## START GIVEN INFORMATION
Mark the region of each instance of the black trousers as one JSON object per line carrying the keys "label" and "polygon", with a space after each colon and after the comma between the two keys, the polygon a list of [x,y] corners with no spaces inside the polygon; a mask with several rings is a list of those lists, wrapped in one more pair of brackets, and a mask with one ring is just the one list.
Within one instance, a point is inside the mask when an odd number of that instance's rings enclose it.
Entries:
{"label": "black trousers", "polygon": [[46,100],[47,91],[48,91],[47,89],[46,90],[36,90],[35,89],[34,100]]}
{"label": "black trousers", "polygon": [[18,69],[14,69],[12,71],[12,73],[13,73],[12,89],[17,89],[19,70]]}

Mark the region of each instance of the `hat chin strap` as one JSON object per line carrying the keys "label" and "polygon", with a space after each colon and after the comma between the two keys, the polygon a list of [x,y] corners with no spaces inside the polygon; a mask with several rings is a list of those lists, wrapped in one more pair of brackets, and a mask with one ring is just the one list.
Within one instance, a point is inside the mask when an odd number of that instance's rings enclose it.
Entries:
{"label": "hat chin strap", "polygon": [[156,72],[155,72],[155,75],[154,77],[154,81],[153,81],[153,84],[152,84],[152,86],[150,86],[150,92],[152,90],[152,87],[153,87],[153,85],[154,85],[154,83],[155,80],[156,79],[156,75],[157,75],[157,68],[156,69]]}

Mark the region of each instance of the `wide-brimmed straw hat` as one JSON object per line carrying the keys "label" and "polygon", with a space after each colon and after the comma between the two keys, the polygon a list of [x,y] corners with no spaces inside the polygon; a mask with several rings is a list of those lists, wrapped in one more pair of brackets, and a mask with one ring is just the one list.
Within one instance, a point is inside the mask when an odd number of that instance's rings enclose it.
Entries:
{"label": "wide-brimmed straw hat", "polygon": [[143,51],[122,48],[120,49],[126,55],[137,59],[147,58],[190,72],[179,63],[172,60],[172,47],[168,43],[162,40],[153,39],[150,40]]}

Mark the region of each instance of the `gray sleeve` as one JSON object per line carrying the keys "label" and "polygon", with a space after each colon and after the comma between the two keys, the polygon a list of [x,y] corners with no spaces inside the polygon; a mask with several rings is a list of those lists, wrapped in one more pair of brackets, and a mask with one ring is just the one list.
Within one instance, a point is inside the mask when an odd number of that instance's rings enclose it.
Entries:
## END GIVEN INFORMATION
* _REQUIREMENTS_
Copy out every line from the rows above that contains the string "trousers", leaving each line unchanged.

* _RIGHT ANSWER_
Mark the region of each instance of the black trousers as one JSON object per line carrying the keys "label" and "polygon", with a space after each colon and after the comma between the two keys, the polygon a list of [x,y] corners with no spaces inside the polygon; a mask with several rings is a list of those lists, wrapped in one more pair of brackets, and a mask with one ring is just the one list.
{"label": "black trousers", "polygon": [[46,100],[47,91],[48,91],[47,89],[46,90],[36,90],[35,89],[34,100]]}
{"label": "black trousers", "polygon": [[18,69],[14,69],[12,71],[12,73],[13,73],[12,89],[17,89],[19,70]]}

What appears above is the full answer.